PROBLEM REQUIREMENTS. Tally the lines in the records below that contain the word "gate". How many are there? Reply with the number alone.

* START INPUT DATA *

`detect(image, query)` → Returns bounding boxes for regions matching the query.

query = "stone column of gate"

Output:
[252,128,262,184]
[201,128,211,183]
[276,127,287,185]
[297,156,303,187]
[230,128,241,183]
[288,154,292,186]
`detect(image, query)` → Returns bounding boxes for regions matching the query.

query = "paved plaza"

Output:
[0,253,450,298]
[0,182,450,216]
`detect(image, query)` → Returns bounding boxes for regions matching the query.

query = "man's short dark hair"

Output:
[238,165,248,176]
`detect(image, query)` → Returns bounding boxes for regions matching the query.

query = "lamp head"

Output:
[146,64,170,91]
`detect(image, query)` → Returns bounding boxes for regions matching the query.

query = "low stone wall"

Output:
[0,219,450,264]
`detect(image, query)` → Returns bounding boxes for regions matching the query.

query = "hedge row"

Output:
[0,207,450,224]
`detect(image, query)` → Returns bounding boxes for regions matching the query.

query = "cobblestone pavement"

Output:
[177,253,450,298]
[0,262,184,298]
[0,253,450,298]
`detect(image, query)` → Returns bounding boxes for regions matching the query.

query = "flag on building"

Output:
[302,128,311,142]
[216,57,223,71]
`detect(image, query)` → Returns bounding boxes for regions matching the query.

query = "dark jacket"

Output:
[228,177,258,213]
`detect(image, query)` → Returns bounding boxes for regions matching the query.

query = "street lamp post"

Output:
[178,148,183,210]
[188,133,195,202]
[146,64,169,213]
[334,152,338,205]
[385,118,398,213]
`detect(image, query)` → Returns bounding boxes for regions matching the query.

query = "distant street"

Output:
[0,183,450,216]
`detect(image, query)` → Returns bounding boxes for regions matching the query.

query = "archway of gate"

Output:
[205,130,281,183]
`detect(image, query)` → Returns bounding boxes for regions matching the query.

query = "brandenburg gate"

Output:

* END INPUT DATA *

FULL SOLUTION. 3